--- EXERCISE ---
Please report how many lines of the records below contain the string "wooden", matching case exactly. Give only the number.

--- DATA ---
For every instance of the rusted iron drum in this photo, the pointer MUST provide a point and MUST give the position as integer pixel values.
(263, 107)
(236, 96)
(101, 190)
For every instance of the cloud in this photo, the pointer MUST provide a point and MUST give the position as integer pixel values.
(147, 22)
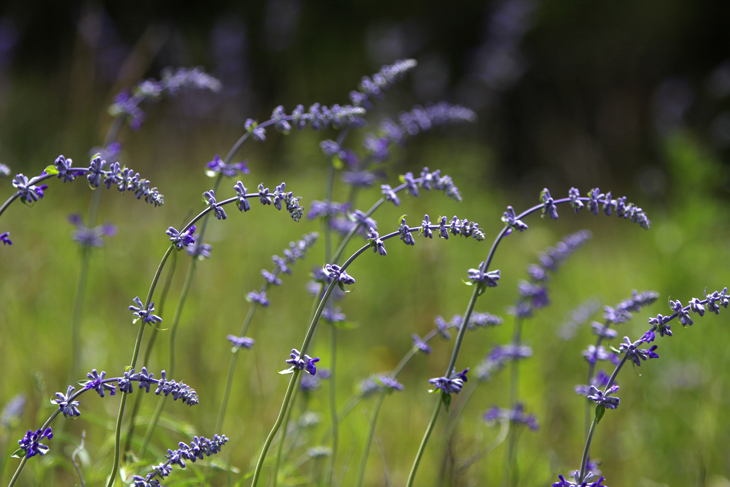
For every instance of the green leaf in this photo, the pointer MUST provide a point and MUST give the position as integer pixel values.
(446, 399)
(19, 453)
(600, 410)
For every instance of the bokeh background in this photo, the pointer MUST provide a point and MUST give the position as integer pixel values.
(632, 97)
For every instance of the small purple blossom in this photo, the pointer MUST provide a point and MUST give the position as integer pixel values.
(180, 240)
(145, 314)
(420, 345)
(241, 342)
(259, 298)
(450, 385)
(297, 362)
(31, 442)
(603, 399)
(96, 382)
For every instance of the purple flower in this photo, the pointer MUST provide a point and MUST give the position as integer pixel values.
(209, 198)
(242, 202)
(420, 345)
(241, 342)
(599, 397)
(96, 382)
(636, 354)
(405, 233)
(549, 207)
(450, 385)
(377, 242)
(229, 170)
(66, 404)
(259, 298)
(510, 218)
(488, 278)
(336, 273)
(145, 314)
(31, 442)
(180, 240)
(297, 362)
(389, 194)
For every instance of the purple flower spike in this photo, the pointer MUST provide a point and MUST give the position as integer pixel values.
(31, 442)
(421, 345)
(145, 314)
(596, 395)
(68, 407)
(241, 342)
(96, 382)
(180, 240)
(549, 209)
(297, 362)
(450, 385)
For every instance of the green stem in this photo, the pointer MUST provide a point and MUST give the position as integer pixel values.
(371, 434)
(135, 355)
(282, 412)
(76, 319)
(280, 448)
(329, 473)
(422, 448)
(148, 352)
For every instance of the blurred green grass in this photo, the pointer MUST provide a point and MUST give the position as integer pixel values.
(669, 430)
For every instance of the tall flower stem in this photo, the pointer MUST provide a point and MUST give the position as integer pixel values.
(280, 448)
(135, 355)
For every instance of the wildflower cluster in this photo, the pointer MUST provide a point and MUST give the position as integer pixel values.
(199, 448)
* * *
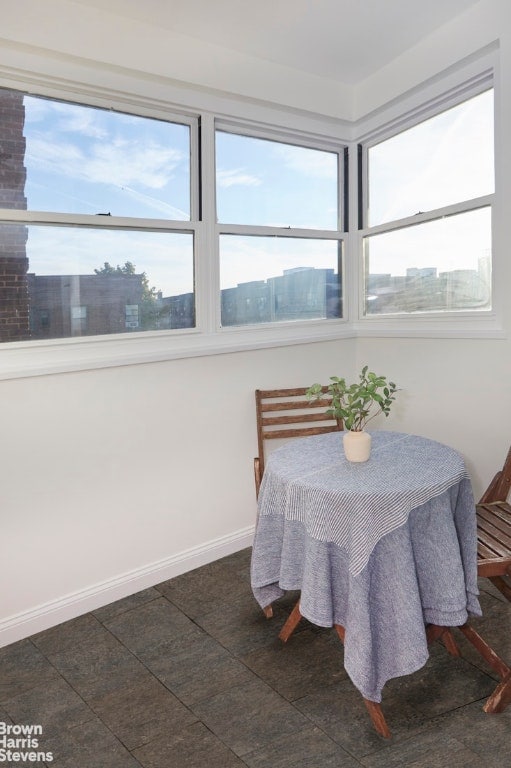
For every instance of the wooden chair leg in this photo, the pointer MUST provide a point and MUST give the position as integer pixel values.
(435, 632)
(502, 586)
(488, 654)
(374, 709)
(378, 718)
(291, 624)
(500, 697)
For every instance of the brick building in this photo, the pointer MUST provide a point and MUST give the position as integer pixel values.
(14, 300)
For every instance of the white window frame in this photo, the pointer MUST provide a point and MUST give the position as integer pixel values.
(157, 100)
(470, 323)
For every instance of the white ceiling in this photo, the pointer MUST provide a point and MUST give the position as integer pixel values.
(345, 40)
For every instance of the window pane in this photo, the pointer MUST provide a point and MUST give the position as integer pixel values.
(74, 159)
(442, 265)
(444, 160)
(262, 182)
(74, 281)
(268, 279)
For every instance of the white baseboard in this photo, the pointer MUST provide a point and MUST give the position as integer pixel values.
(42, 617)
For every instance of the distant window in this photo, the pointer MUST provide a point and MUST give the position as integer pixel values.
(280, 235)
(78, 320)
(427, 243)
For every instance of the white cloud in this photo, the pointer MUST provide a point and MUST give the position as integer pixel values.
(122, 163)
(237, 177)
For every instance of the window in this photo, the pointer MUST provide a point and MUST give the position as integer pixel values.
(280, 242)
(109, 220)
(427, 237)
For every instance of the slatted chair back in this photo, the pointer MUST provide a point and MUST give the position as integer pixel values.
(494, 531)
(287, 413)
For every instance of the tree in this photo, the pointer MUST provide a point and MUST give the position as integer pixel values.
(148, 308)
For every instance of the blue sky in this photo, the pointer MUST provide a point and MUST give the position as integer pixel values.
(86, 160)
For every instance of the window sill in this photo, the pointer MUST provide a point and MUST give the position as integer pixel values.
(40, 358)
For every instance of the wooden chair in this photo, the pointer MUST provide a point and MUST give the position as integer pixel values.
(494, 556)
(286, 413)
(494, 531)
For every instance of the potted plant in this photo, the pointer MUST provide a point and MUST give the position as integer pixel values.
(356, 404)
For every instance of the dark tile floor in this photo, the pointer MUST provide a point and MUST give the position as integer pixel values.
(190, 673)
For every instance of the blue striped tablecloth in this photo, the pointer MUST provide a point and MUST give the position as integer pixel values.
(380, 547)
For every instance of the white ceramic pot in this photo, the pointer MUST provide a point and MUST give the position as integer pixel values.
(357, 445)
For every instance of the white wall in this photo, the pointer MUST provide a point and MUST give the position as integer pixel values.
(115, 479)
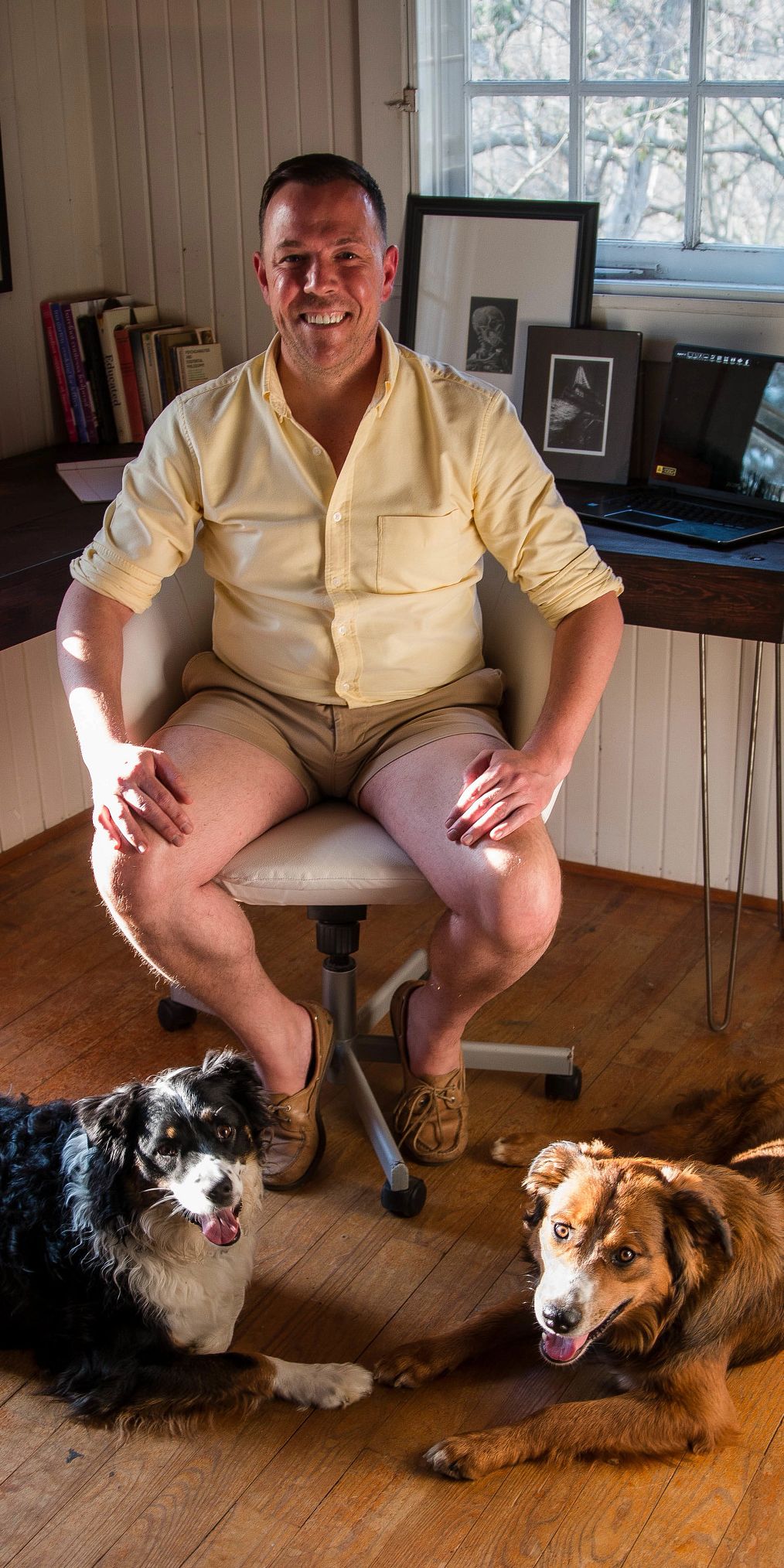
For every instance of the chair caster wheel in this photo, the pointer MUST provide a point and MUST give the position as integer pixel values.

--- COMPLETE OUTPUT ---
2